[Recorded data]
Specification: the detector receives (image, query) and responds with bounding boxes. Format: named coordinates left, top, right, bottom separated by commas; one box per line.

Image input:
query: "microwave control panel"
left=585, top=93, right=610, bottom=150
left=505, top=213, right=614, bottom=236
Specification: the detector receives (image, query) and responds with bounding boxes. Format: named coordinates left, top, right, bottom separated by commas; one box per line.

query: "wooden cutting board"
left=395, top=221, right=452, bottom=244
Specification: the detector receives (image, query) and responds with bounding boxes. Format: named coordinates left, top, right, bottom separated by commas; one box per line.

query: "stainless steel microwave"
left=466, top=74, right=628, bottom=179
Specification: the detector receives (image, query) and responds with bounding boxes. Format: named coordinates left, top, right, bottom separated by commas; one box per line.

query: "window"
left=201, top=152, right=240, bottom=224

• PROBLEM STATEMENT: An exact restatement of all the entries above is needed.

• TASK RESULT:
Specification: the detector receives (image, query) and responds with bounding boxes. Format: named coordinates left, top, right, bottom separated by commas; one box per line.

Image input:
query: "microwave control panel"
left=585, top=93, right=610, bottom=150
left=505, top=213, right=614, bottom=236
Specification: the detector receives (image, query) and responds with bounding boxes. Format: named coordinates left, top, right, bottom separated by commas; one box per line.

query: "wooden cutting board"
left=395, top=221, right=452, bottom=244
Specification: the detector receives (image, query) and responds with bounding boxes. Format: named coordinates left, top, right, bottom separated by commas; one box per line.

query: "stainless steel microwave"
left=466, top=74, right=628, bottom=179
Specification: the detector receives (image, query) and responds with bounding boxes. Format: named coordinates left, top, right, bottom separated by commas; one box per line.

query: "window"
left=201, top=152, right=240, bottom=224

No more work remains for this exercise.